(Coordinate annotation records)
::::::::::
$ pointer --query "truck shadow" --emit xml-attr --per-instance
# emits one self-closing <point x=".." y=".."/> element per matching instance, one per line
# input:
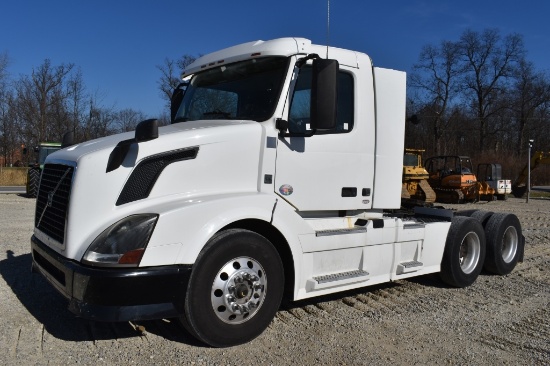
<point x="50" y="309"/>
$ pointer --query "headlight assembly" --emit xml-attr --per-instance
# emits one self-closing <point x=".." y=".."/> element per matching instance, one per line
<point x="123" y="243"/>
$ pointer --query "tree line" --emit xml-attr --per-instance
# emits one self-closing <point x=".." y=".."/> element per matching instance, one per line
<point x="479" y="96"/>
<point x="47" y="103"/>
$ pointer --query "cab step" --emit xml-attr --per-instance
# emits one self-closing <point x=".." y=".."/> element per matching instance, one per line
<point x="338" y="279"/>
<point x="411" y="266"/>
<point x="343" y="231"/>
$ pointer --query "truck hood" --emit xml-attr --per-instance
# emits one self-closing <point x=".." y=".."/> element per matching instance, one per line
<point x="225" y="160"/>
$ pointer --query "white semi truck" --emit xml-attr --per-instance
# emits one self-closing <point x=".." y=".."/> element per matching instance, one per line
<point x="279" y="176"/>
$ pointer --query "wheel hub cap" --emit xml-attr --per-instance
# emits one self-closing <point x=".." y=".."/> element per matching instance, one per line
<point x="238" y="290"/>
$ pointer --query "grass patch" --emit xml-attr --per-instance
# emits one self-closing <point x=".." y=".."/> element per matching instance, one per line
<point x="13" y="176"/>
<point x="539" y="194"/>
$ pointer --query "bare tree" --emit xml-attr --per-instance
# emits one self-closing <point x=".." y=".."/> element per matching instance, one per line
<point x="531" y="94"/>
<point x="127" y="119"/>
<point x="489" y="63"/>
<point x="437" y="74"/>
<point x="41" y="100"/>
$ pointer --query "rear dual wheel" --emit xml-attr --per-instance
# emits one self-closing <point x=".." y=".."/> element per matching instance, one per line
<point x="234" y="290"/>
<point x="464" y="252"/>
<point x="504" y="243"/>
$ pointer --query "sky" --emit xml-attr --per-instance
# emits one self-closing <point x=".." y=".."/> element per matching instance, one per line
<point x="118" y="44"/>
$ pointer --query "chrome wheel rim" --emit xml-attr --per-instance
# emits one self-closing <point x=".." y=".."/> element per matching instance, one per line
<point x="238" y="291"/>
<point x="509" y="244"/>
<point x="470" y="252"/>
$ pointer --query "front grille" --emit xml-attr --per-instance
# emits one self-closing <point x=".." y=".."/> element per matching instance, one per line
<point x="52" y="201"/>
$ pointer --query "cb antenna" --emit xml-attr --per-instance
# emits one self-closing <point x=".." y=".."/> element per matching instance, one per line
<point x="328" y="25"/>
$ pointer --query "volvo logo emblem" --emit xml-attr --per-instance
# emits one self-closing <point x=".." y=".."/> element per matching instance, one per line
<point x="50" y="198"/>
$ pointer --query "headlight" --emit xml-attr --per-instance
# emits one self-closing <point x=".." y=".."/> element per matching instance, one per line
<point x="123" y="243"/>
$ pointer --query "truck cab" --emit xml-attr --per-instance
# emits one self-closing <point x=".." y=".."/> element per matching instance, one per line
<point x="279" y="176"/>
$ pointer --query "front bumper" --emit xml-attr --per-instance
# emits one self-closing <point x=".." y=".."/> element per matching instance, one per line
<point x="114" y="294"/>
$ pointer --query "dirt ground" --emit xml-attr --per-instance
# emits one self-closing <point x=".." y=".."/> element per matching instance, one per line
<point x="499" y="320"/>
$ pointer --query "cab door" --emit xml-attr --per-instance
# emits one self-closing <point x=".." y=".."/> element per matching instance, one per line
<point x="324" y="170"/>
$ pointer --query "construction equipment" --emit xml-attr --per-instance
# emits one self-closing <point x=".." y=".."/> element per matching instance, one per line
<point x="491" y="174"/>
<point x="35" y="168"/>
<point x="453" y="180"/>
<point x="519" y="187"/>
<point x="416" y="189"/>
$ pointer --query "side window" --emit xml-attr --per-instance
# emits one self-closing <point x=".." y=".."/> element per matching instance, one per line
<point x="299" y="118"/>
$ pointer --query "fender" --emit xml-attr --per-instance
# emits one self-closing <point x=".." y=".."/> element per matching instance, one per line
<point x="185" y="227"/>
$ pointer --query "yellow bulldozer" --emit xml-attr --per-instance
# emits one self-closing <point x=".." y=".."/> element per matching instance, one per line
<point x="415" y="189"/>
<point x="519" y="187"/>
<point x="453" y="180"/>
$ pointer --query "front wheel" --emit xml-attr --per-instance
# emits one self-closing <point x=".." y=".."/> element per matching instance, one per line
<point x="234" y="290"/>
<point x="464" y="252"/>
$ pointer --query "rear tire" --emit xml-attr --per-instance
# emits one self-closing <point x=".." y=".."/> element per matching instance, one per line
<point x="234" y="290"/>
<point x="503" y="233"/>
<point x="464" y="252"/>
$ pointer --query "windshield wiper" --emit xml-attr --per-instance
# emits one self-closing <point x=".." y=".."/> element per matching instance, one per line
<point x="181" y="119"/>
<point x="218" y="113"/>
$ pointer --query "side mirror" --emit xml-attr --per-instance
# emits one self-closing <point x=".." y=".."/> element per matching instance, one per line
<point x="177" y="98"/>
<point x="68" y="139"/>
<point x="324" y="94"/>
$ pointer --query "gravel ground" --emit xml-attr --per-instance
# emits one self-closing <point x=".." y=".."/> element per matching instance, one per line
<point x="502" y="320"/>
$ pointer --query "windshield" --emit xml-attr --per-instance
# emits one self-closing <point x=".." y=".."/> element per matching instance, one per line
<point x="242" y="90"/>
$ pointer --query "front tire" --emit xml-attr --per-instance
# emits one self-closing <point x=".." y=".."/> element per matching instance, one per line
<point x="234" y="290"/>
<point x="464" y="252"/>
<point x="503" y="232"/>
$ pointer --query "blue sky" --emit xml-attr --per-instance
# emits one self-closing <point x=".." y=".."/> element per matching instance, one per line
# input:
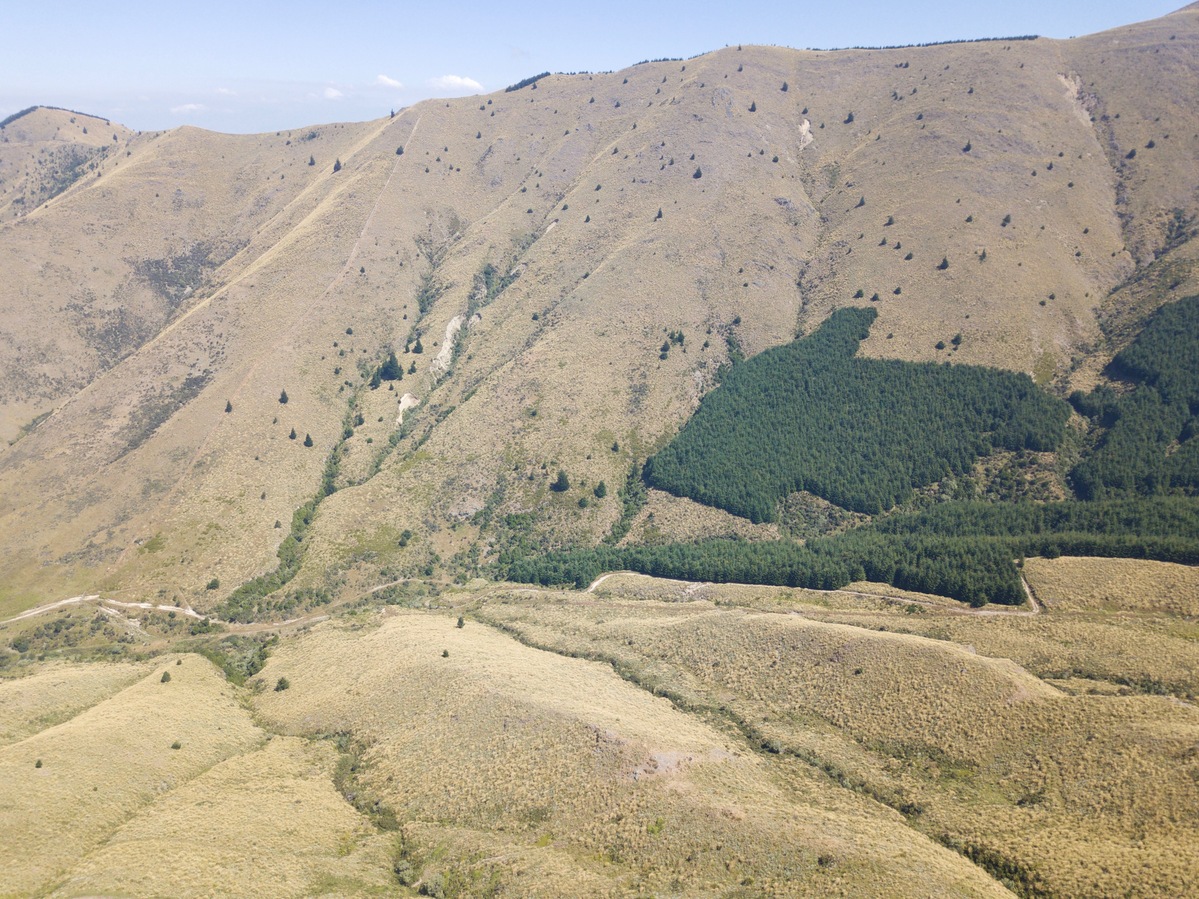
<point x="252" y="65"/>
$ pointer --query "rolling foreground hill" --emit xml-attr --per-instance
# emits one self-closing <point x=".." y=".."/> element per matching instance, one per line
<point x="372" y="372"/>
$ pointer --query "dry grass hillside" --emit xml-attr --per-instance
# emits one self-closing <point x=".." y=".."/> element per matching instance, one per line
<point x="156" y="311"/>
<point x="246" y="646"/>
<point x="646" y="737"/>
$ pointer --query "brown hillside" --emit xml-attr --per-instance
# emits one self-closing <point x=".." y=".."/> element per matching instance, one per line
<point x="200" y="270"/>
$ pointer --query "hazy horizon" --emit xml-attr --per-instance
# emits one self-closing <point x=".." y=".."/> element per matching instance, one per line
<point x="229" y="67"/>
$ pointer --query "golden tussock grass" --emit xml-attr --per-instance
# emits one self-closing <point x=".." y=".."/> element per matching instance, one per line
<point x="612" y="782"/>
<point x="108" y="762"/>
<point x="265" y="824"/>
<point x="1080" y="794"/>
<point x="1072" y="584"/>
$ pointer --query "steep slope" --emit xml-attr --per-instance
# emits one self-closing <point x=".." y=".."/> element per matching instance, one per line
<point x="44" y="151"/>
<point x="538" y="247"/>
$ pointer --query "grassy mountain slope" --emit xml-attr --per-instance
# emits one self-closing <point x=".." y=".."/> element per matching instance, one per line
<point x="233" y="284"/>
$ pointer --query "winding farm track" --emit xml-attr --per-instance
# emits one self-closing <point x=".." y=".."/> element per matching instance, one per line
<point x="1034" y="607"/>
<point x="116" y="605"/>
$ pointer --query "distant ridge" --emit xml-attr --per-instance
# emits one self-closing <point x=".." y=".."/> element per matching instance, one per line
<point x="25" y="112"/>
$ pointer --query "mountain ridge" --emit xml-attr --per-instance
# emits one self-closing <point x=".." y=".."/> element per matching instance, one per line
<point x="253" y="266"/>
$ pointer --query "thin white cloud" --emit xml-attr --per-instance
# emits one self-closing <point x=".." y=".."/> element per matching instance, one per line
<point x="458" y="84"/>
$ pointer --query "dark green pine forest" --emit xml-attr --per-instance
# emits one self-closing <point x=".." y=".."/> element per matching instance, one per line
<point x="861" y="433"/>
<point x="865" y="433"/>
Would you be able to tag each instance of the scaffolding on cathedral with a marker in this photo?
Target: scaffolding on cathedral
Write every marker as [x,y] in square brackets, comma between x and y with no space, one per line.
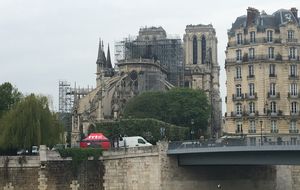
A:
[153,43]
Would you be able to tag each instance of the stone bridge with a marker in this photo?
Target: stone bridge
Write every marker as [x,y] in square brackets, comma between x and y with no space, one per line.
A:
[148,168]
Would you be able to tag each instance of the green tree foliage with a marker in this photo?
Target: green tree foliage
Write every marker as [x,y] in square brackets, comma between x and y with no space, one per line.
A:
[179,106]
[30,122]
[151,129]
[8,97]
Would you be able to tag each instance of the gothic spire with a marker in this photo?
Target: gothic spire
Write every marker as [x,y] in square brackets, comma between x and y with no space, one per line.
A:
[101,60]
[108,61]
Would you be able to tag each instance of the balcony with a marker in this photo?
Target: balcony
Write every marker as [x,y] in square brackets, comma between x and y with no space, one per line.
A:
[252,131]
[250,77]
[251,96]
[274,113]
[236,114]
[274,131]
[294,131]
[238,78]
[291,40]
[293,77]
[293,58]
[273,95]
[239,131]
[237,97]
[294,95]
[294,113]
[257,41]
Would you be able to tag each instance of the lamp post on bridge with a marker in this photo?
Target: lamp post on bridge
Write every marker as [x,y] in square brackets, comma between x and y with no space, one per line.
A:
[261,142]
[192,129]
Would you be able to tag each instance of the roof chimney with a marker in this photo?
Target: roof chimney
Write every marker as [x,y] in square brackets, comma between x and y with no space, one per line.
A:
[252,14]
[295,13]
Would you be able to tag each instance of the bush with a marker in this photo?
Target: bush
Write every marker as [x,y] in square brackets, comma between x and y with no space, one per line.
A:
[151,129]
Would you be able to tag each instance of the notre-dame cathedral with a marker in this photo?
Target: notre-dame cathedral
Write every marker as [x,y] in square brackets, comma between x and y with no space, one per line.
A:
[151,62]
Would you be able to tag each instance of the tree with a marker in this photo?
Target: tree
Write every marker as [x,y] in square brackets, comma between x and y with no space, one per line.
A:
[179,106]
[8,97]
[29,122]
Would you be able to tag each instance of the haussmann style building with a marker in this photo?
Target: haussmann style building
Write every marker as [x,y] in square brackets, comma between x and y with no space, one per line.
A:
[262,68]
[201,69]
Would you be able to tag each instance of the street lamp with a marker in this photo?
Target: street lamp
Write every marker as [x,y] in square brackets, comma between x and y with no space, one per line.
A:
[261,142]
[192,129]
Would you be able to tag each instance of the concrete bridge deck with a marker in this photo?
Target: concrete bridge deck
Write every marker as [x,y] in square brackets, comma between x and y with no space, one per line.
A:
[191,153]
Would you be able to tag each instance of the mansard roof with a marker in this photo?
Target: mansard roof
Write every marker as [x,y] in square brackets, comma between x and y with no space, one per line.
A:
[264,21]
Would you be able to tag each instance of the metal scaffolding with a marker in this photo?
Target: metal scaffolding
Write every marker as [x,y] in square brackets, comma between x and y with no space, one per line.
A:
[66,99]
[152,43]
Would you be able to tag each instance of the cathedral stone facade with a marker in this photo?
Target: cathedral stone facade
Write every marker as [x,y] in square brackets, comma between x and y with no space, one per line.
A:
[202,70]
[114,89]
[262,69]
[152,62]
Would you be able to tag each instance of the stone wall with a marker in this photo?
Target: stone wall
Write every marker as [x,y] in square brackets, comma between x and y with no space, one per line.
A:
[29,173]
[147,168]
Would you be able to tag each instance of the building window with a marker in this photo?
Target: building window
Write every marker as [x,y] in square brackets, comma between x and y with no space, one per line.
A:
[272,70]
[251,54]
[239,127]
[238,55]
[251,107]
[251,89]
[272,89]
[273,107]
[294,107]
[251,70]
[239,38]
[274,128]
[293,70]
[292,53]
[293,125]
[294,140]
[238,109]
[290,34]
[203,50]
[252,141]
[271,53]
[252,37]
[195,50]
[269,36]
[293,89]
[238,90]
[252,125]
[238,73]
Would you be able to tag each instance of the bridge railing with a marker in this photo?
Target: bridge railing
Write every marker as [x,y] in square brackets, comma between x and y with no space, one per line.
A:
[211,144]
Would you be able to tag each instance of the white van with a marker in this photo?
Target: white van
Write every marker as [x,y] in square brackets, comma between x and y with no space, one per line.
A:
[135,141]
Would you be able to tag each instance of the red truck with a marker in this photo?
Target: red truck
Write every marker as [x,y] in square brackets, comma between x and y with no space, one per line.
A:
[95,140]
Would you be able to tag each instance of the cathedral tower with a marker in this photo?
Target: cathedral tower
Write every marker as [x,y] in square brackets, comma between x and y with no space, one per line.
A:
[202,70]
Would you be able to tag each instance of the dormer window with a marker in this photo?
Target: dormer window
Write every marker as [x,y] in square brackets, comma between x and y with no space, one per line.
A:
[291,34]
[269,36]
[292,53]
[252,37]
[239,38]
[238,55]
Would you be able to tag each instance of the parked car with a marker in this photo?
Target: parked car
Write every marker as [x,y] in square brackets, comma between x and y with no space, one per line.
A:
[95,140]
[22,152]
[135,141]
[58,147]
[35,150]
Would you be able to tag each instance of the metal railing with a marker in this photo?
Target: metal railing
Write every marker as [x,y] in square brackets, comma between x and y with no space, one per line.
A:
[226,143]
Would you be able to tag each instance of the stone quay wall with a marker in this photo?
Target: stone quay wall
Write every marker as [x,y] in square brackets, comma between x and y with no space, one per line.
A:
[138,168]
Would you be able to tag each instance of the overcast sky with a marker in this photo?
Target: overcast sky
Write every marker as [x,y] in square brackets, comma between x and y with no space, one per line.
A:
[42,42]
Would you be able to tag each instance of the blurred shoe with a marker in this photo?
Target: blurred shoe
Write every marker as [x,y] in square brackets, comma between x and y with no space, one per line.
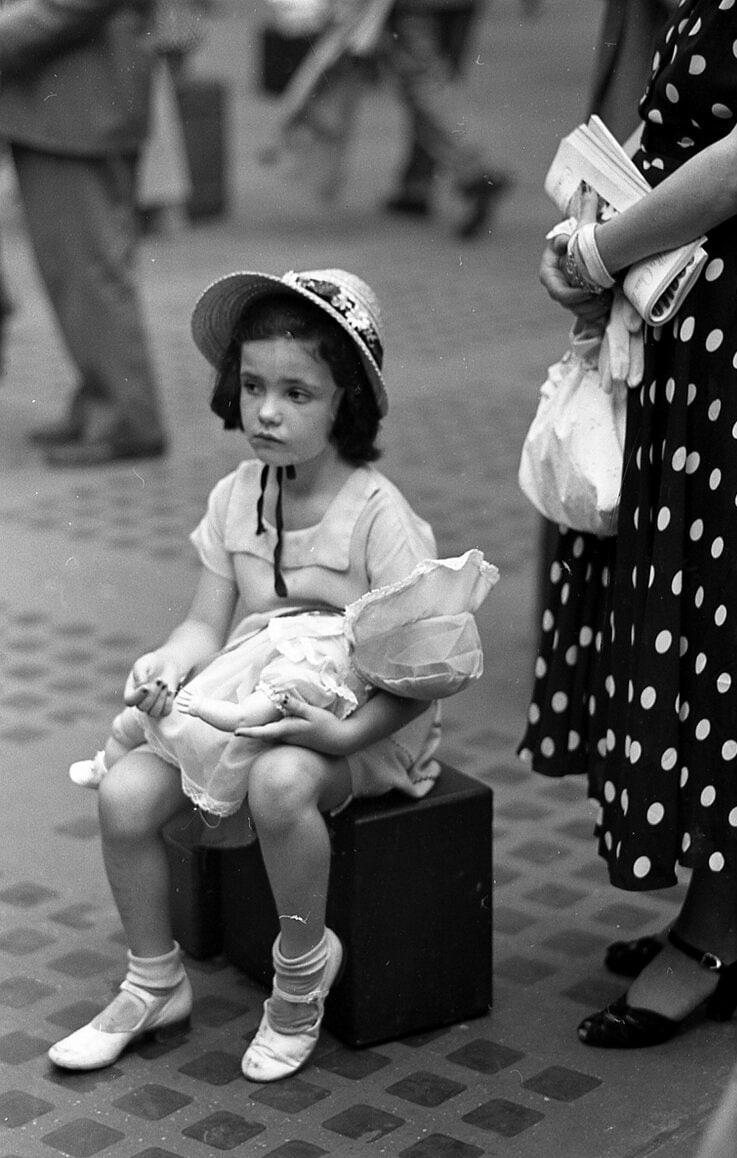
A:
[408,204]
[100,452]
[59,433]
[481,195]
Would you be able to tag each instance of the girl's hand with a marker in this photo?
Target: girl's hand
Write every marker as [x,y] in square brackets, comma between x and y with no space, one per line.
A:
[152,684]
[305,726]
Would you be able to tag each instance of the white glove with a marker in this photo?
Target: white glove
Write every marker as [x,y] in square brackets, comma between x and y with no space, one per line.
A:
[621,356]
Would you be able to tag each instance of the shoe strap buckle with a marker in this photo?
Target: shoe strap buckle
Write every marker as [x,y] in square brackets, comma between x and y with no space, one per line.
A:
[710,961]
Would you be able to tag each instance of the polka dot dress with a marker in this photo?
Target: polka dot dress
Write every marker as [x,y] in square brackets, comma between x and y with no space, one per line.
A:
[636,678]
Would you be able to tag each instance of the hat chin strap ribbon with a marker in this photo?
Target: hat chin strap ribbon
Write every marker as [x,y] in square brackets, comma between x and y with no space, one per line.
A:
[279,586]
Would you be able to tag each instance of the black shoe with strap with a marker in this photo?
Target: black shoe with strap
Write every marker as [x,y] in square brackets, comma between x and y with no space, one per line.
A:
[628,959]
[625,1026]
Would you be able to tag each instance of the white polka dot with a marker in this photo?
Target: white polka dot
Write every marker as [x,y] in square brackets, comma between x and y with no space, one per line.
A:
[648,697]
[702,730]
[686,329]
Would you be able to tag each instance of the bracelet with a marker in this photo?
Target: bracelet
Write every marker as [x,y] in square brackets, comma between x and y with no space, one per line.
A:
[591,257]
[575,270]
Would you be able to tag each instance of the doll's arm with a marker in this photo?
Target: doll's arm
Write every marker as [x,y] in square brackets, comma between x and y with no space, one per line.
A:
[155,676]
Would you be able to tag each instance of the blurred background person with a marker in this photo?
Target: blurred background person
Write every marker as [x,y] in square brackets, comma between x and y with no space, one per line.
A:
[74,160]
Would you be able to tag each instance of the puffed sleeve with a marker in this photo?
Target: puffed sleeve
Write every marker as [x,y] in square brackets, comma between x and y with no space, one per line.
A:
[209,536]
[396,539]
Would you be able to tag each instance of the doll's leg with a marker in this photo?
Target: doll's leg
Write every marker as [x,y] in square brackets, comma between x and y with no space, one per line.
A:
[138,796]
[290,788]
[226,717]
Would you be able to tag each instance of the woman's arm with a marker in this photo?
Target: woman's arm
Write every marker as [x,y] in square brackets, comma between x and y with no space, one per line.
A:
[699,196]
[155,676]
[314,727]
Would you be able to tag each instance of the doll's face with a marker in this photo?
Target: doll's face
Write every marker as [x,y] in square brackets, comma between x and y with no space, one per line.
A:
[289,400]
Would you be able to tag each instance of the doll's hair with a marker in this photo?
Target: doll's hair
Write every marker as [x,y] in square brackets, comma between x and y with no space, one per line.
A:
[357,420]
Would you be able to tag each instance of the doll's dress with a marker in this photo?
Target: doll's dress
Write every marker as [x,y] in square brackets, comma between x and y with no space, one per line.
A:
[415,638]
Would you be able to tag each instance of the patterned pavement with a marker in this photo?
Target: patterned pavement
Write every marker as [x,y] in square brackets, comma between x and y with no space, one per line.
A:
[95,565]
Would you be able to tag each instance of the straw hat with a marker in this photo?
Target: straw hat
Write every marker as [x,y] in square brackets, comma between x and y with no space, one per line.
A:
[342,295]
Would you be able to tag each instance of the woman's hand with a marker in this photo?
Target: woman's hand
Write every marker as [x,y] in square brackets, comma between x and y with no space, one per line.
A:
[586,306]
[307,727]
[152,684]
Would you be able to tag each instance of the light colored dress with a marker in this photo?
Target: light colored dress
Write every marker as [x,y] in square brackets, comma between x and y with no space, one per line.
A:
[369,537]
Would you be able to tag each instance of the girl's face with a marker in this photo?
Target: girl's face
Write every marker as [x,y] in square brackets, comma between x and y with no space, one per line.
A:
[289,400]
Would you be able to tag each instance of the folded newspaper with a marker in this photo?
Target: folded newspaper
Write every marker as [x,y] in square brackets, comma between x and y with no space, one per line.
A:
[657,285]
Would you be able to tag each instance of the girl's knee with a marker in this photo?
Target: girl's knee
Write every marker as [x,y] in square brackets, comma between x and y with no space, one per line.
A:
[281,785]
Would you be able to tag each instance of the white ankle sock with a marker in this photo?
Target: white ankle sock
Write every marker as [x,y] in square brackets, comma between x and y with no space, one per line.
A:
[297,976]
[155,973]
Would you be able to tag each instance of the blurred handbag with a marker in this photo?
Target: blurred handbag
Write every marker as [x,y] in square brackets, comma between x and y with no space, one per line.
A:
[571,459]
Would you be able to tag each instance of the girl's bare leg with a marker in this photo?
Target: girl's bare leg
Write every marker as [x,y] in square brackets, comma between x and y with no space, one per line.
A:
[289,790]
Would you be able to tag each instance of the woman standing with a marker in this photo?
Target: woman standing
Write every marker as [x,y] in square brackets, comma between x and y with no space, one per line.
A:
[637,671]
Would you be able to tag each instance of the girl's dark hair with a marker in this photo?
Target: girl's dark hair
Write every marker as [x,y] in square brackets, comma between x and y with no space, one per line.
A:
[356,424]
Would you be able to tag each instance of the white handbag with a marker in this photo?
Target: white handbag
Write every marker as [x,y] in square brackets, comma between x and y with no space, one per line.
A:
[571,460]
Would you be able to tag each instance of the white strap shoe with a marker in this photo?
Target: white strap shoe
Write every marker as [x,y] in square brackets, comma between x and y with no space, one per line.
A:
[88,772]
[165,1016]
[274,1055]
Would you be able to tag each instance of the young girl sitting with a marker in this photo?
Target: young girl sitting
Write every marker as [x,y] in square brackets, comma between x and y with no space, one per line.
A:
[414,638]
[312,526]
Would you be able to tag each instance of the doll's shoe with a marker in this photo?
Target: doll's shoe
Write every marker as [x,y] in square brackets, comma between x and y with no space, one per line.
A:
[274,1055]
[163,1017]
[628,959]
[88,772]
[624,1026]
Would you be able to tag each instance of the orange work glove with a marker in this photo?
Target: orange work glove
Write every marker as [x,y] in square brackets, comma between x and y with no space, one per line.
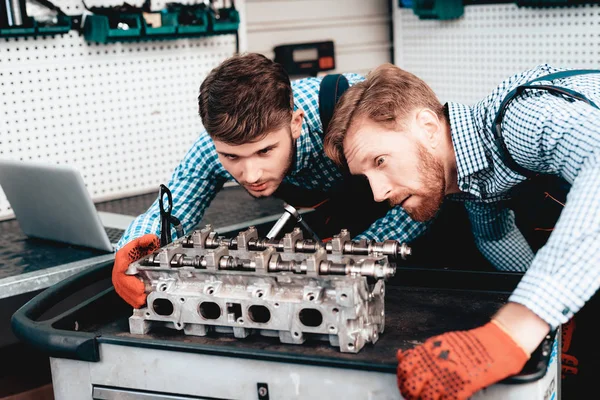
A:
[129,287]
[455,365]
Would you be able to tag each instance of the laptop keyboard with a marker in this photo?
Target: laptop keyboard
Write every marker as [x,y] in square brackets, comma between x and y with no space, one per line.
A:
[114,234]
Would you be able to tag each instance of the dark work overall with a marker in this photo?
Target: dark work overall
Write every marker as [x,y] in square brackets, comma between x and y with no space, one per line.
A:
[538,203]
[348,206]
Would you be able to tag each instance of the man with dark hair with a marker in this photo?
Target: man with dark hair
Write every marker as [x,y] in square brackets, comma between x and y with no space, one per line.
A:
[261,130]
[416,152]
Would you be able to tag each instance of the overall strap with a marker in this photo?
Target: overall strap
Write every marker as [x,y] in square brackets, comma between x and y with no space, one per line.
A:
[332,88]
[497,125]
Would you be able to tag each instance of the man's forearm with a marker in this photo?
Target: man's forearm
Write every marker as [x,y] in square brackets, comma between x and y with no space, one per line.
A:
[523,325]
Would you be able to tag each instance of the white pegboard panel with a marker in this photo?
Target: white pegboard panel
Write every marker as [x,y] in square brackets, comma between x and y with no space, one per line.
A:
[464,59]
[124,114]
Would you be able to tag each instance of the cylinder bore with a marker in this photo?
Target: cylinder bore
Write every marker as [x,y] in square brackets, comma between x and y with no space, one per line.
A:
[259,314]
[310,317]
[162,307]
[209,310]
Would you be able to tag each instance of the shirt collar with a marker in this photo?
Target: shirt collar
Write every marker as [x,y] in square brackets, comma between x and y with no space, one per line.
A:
::::::::::
From the line holding "Would you be able to tag each instance of the man's" to the last line of the records, quote each line exactly and add nothing.

Would you be able to tag each instance of the man's forearm with a marker in this photo?
Target: man's forearm
Write every marker as [x,y] in square brackets, comma between x and y with no space, one per line.
A:
[523,325]
Would you be able to tag each instance of the white pegboard panel with a marker in this photo?
Target: white pegboard panel
Write every marker as [x,y] in square brackets, comma between x and y with no space, one per line.
A:
[464,59]
[124,114]
Would you be able to tag each instance of the cylinder bore with a marker in this photo?
Target: cylinder bore
Write every marker as [x,y] in square brackets, comma between x and y with no space, one per line.
A:
[259,314]
[310,317]
[162,307]
[209,310]
Would you be able to tag each instance of the shirt collar with a marker in this photo?
Target: shirt collar
Write every marker as [x,y] in square brackets, comma between x and y with no space, one per line.
A:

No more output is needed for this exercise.